• [Exercise directions] Scan the records below. List lines holding "grain".

────

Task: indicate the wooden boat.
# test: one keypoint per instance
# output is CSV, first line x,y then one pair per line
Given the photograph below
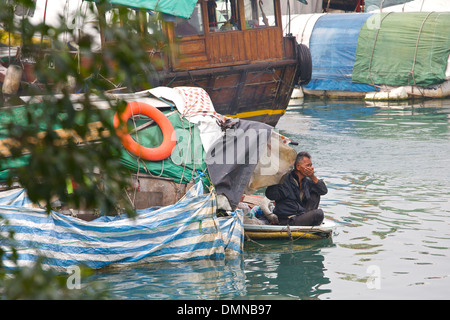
x,y
258,227
235,50
266,232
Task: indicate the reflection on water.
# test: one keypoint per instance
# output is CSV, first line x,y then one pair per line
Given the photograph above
x,y
386,166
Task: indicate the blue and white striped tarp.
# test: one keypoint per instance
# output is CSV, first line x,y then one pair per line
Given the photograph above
x,y
187,230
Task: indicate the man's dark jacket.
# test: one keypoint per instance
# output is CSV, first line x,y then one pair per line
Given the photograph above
x,y
287,195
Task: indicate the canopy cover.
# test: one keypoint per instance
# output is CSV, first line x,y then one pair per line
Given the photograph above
x,y
409,48
333,45
179,8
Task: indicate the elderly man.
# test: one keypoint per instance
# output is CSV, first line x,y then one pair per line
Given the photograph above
x,y
297,197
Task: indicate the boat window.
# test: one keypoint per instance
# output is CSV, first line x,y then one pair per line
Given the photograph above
x,y
259,13
223,15
192,26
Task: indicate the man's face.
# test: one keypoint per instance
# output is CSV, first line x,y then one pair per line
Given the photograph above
x,y
304,166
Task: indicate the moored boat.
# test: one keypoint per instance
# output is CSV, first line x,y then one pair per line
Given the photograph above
x,y
269,232
261,224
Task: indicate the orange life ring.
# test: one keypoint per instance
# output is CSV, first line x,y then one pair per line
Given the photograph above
x,y
153,154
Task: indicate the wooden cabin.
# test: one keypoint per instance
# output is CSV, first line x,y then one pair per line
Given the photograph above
x,y
236,51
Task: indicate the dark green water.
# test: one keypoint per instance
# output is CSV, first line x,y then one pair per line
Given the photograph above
x,y
387,169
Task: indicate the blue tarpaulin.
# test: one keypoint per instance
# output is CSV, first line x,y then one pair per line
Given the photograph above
x,y
333,46
186,230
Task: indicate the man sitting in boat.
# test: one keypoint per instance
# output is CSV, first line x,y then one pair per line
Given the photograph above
x,y
297,197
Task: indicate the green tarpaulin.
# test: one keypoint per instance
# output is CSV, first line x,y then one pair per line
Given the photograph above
x,y
186,160
403,49
179,8
185,163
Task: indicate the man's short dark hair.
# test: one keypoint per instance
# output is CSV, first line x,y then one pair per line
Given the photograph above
x,y
301,155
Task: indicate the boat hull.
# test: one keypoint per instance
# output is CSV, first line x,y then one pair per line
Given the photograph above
x,y
258,91
273,232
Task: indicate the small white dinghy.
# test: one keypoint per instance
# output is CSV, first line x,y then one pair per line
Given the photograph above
x,y
255,231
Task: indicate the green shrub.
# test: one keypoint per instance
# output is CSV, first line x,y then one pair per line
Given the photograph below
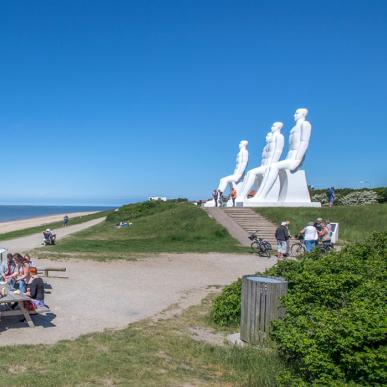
x,y
226,308
359,198
334,330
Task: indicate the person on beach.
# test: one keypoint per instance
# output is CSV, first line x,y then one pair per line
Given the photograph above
x,y
65,221
331,196
215,197
233,196
35,289
310,236
282,235
8,270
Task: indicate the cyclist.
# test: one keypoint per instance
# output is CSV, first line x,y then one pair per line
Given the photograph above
x,y
282,235
310,236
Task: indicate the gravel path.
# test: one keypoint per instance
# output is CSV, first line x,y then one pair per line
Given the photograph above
x,y
100,295
33,241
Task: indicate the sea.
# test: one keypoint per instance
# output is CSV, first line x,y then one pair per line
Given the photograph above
x,y
18,212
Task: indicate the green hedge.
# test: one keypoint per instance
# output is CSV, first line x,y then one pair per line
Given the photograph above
x,y
334,331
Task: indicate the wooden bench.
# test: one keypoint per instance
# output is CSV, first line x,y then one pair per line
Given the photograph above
x,y
45,270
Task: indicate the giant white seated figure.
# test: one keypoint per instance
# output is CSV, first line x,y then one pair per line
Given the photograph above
x,y
292,182
271,154
237,176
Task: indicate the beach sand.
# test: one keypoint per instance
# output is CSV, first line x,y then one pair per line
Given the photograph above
x,y
33,222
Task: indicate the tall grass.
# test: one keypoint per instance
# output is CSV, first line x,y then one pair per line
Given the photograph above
x,y
156,227
356,223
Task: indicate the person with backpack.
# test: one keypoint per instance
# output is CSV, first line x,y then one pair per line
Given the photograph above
x,y
233,196
282,236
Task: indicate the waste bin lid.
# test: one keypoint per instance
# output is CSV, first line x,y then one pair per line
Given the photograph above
x,y
269,280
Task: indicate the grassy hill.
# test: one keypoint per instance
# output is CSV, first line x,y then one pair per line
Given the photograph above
x,y
156,227
356,223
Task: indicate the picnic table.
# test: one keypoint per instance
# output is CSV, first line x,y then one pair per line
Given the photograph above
x,y
11,298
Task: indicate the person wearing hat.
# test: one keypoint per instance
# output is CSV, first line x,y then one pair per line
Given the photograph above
x,y
35,289
310,236
282,236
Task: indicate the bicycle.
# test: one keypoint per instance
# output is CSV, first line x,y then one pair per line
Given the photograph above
x,y
298,248
260,246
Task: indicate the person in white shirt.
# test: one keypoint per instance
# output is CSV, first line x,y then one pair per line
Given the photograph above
x,y
310,236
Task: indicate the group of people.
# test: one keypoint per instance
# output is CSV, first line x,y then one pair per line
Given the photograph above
x,y
218,197
20,273
312,233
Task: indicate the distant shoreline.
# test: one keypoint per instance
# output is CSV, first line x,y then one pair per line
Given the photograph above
x,y
21,224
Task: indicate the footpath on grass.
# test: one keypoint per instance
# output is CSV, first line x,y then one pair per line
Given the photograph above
x,y
26,243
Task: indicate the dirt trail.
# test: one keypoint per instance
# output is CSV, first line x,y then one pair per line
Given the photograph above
x,y
33,241
100,295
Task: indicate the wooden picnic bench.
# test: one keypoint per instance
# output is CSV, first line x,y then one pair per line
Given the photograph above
x,y
12,298
45,270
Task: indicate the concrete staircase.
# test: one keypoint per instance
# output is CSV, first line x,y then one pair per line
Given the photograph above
x,y
250,221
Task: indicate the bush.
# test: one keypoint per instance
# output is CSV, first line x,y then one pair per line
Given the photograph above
x,y
334,330
359,198
226,308
321,197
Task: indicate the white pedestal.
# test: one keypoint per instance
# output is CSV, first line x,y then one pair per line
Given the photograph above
x,y
289,190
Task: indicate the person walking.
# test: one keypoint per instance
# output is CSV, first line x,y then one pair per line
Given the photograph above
x,y
65,221
215,197
331,196
310,236
282,235
233,196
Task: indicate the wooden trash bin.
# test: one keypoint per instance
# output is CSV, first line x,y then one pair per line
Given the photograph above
x,y
260,305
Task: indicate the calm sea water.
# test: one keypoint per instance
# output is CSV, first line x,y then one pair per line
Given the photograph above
x,y
9,213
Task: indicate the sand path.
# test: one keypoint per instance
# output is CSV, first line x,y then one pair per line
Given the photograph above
x,y
33,241
100,295
33,222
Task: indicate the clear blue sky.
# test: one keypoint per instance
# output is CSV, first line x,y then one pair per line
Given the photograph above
x,y
107,101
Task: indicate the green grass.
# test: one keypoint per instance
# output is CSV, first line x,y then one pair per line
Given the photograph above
x,y
147,353
34,230
356,223
157,227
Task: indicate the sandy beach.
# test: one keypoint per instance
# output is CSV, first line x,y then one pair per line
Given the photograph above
x,y
33,222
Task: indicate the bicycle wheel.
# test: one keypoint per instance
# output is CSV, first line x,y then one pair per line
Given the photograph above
x,y
297,249
255,247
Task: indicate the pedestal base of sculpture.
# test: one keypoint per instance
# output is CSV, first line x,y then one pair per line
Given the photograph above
x,y
278,204
289,190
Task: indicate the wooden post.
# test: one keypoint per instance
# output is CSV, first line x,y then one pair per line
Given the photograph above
x,y
260,305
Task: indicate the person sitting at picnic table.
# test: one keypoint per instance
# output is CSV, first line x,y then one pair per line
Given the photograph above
x,y
35,289
8,270
325,234
310,236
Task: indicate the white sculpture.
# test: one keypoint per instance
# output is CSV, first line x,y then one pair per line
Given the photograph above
x,y
285,174
271,154
241,164
236,178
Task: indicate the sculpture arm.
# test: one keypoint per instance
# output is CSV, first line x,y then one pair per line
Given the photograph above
x,y
306,130
276,152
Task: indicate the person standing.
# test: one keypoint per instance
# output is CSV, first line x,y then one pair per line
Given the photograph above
x,y
65,221
282,235
310,236
233,196
215,197
331,196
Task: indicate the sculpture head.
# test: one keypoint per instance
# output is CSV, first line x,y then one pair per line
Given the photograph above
x,y
276,127
243,144
300,114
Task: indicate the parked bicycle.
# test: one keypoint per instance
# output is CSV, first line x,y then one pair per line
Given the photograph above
x,y
260,246
298,248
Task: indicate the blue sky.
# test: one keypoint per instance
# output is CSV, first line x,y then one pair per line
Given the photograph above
x,y
108,101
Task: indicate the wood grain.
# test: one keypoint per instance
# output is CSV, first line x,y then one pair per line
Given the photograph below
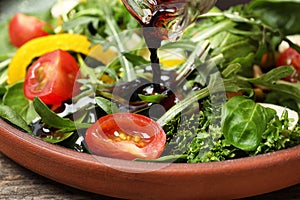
x,y
17,183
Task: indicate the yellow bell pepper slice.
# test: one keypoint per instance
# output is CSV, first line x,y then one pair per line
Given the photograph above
x,y
42,45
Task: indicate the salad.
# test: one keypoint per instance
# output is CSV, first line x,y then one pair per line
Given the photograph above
x,y
78,75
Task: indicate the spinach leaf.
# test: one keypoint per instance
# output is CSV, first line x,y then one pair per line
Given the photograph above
x,y
13,117
244,121
53,120
277,14
107,105
15,99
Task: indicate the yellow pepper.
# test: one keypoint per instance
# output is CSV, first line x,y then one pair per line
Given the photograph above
x,y
42,45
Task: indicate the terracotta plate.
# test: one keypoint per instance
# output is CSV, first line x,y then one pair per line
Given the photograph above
x,y
134,180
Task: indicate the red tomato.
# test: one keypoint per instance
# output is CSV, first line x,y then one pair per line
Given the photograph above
x,y
126,136
23,28
290,57
51,77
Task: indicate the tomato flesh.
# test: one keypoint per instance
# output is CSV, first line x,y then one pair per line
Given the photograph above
x,y
52,77
290,57
23,28
126,136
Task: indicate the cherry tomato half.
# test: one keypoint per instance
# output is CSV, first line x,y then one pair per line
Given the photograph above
x,y
23,28
126,136
52,77
290,57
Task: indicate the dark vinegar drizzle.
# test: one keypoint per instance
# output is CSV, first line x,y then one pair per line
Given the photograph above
x,y
161,16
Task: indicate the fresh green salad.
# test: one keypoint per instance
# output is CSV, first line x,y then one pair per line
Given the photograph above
x,y
80,77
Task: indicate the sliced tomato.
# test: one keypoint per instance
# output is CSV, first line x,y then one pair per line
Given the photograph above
x,y
290,57
23,28
126,136
52,77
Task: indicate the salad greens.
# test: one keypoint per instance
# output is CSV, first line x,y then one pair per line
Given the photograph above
x,y
204,124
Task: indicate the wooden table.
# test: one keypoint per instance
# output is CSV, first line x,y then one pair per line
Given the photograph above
x,y
17,182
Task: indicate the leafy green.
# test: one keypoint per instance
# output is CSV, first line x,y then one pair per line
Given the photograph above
x,y
53,120
244,121
13,117
277,14
107,105
15,99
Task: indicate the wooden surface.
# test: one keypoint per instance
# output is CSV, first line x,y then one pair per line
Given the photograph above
x,y
17,182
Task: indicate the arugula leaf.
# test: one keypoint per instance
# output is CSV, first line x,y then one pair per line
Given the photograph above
x,y
157,98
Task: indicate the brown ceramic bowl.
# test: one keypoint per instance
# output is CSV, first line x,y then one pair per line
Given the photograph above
x,y
135,180
132,180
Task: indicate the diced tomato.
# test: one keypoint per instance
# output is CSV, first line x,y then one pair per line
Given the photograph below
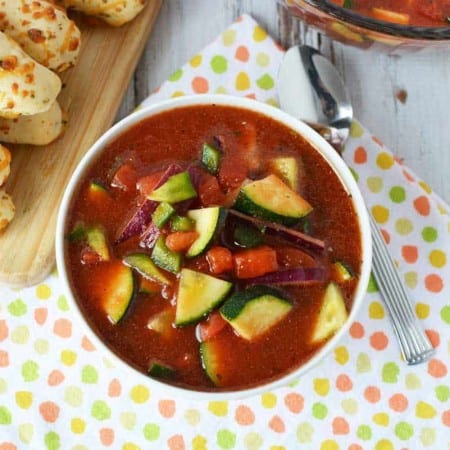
x,y
125,177
211,326
180,241
220,260
255,262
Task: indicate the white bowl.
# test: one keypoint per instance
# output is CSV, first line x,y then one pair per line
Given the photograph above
x,y
322,147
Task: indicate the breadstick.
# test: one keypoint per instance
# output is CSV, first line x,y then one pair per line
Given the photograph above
x,y
43,30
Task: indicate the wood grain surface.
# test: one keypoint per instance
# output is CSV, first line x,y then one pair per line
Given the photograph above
x,y
92,94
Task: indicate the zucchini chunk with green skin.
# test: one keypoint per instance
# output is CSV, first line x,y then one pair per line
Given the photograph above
x,y
144,265
208,222
332,315
198,294
177,188
271,199
254,311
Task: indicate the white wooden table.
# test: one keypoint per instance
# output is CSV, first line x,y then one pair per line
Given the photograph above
x,y
416,130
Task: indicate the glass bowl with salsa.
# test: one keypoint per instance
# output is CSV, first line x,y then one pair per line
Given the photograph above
x,y
380,24
213,244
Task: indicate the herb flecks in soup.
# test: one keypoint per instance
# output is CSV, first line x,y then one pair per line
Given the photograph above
x,y
213,248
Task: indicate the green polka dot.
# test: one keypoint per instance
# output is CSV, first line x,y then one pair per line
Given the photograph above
x,y
404,431
151,431
100,410
226,439
89,375
404,226
390,372
30,371
5,416
219,64
397,194
429,234
364,432
319,410
52,441
17,308
265,82
442,393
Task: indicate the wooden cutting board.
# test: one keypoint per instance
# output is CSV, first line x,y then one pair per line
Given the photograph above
x,y
91,95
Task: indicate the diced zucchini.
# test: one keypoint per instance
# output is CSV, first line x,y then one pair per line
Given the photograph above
x,y
165,258
198,294
96,240
176,189
144,265
211,158
162,214
271,199
254,311
332,315
117,291
208,222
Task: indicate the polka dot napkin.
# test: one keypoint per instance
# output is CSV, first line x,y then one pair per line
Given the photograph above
x,y
58,392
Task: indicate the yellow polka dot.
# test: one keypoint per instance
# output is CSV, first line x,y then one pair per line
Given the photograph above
x,y
269,400
43,292
381,419
218,408
77,426
139,394
196,60
68,357
376,310
322,386
385,161
24,399
259,34
341,355
422,310
438,258
380,213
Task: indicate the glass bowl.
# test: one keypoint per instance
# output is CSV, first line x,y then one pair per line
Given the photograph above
x,y
364,32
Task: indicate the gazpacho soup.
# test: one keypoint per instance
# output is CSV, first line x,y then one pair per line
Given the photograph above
x,y
213,248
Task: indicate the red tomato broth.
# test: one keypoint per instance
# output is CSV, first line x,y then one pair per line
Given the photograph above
x,y
178,136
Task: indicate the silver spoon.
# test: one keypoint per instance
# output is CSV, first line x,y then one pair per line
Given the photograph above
x,y
311,89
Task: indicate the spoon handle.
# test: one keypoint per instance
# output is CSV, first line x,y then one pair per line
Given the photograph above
x,y
414,343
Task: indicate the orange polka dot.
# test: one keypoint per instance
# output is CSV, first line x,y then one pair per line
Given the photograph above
x,y
434,283
56,377
357,330
49,411
176,442
379,341
437,368
115,388
40,315
360,156
242,53
344,383
422,205
200,85
276,424
372,394
294,402
398,402
107,436
410,253
166,408
244,415
340,426
63,328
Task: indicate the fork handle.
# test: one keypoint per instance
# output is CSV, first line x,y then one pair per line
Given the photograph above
x,y
414,343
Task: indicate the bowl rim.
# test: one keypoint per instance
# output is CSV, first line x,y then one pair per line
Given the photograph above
x,y
379,26
321,146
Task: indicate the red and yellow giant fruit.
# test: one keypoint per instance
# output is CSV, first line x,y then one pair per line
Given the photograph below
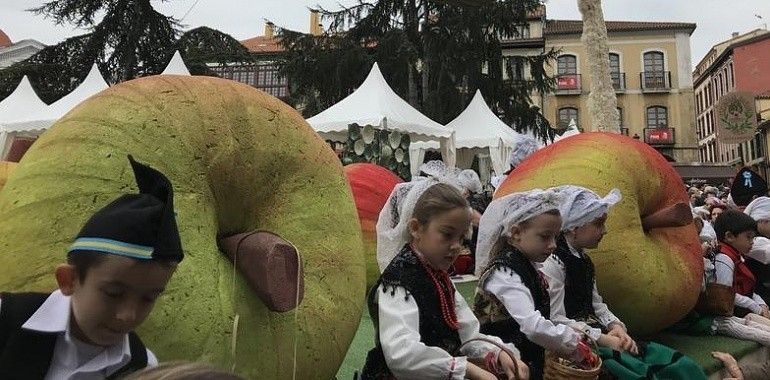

────

• [Result of this exercise]
Task: indicate the wood grain.
Task: indicate the wood grain surface.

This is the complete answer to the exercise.